»»

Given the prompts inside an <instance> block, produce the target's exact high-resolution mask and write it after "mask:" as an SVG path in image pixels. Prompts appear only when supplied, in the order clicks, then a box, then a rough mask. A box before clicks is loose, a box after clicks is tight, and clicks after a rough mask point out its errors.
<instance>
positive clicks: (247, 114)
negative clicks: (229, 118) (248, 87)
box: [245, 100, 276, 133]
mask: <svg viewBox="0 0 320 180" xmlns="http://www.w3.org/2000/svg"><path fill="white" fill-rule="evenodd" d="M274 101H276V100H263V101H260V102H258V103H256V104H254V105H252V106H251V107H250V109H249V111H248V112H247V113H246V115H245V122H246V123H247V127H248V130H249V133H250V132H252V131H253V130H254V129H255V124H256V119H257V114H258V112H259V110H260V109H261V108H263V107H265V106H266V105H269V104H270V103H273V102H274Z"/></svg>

««

**Task statement:**
Rewrite all of the material above, putting "points" wherever "clicks" appears and keeping everything else the same.

**Exercise answer:**
Given the prompts inside an <instance> block, produce the target's exact high-resolution mask and write it after "mask:" as an SVG path in image pixels. Prompts appear only when supplied, in the order points, then a box, then a rough mask. A box before points is loose, a box after points is tight, and points after a rough mask point out its errors.
<instance>
positive points: (247, 114)
negative points: (229, 118) (248, 87)
box: [245, 100, 276, 133]
mask: <svg viewBox="0 0 320 180" xmlns="http://www.w3.org/2000/svg"><path fill="white" fill-rule="evenodd" d="M274 101H276V100H263V101H260V102H258V103H256V104H254V105H252V106H251V107H250V109H249V111H248V112H247V113H246V115H245V122H246V123H247V127H248V130H249V133H250V132H252V131H253V130H254V129H255V124H256V119H257V114H258V112H259V110H260V109H261V108H263V107H265V106H266V105H269V104H270V103H273V102H274Z"/></svg>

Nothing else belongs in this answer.